WHAT YOU SHOULD DO
Count how many lines in the rows below contain the word "asphalt", and give only that number.

INPUT
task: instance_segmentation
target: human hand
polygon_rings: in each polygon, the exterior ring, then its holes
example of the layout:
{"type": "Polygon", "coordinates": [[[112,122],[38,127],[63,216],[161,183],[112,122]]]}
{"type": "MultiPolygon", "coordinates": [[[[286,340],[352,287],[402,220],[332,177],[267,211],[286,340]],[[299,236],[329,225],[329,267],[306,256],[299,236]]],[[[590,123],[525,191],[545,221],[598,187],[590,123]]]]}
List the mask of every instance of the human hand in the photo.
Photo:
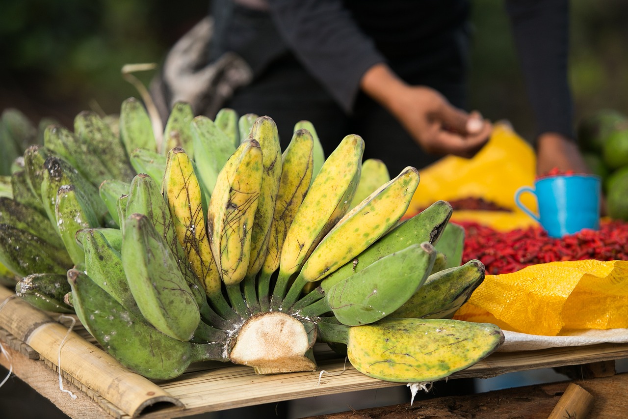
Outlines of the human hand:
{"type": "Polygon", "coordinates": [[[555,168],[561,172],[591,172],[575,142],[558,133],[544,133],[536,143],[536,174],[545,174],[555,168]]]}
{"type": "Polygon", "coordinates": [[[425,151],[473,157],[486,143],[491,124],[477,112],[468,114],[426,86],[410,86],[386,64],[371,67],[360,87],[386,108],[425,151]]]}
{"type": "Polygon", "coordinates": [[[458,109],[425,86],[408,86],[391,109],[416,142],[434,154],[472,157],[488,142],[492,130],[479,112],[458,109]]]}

...

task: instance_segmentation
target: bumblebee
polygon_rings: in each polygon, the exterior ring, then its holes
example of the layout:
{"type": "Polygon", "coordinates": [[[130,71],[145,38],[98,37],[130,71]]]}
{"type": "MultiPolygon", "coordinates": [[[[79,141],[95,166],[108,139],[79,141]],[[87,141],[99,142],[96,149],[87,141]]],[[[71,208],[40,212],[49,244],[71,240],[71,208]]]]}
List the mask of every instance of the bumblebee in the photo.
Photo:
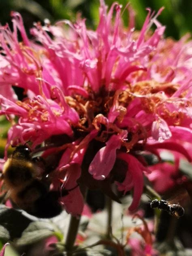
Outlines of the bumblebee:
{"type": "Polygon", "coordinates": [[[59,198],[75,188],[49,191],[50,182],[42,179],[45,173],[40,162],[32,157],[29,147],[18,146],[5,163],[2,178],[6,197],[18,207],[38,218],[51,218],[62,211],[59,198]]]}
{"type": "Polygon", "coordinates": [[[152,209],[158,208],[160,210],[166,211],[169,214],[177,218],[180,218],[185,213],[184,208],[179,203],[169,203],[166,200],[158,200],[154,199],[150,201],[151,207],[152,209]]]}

* * *

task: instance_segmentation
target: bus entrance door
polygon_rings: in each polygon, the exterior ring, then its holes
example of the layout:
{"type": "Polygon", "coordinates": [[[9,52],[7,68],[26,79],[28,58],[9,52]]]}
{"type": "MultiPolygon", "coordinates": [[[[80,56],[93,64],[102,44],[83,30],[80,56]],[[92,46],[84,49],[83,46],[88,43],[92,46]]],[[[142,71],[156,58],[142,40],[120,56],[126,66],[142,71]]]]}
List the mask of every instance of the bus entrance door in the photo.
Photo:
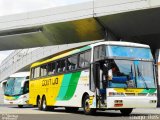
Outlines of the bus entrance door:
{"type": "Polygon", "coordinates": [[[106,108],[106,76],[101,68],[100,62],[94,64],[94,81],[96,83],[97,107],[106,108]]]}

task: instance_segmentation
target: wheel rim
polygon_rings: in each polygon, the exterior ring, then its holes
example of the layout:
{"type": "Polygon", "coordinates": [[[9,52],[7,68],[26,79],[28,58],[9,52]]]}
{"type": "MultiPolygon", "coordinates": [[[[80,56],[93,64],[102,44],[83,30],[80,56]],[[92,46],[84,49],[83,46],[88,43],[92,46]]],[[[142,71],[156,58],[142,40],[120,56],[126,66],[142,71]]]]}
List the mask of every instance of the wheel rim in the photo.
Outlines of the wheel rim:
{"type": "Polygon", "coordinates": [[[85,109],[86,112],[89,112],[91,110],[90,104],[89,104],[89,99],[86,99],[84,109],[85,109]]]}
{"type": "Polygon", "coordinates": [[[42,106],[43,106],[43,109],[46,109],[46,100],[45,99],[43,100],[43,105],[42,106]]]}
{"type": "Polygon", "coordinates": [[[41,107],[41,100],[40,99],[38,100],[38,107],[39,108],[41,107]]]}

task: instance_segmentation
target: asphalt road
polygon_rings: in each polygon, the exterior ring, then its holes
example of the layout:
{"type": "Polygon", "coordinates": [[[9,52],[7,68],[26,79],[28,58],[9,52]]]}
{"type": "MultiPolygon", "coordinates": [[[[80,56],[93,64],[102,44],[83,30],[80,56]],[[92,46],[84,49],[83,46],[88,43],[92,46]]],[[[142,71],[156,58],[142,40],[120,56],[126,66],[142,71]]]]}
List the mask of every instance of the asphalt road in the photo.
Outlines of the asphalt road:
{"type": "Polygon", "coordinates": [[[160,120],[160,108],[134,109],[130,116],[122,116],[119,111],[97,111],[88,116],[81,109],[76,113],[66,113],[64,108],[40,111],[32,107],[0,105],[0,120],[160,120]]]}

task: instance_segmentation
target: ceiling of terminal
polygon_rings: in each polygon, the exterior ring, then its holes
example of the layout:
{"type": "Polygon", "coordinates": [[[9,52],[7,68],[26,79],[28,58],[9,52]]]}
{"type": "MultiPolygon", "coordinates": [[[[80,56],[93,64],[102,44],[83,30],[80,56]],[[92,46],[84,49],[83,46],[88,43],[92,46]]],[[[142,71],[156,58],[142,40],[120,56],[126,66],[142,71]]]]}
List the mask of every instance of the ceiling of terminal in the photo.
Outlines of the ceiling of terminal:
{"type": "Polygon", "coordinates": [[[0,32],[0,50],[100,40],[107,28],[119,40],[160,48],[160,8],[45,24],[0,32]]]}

WRITTEN ANSWER
3